··· Supplied data ···

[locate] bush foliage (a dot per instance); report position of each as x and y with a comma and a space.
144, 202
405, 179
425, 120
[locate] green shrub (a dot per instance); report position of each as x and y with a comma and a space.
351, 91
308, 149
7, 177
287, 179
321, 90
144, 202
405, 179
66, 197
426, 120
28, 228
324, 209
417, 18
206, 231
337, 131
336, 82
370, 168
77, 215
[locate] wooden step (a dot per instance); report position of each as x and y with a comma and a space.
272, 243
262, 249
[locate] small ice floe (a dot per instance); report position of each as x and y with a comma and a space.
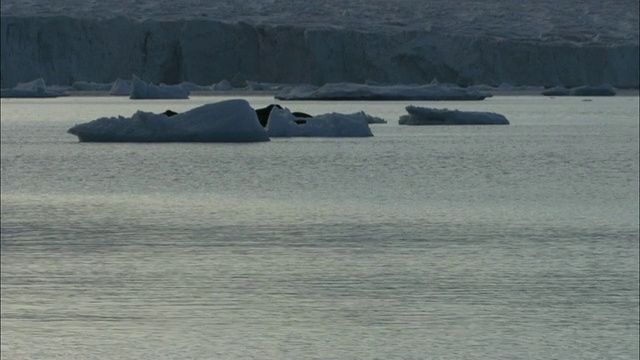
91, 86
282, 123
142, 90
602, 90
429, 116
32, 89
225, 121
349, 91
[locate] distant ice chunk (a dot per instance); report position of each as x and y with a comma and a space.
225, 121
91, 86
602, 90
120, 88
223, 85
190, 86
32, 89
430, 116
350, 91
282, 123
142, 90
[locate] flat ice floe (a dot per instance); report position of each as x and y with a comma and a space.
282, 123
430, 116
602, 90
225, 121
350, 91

···
··· Supplied data ···

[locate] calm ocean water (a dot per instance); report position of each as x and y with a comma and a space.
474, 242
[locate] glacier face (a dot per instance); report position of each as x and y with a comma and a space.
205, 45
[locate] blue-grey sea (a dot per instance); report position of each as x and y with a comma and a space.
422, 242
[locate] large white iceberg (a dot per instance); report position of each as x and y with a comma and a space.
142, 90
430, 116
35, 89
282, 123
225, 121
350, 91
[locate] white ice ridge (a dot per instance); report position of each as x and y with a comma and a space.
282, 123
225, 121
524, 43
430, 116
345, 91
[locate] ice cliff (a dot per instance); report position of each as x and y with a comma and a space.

···

# Directions
Write out exactly the lines that fall from the line with "[locate] large white" to the line with "[locate] ice cliff" in the records above, keeping both ends.

# Solution to this problem
[locate] large white iceberg (a dot per instance); report position of each as x and y with a comma and a space.
142, 90
430, 116
35, 89
282, 123
225, 121
350, 91
[locate] white ice ridge (a dot per instance); report position of each as x and y with a comma and a space.
282, 123
225, 121
524, 43
430, 116
345, 91
[locate] ice cliff (a dot per instance); report position of each as x and y with a comma and a space.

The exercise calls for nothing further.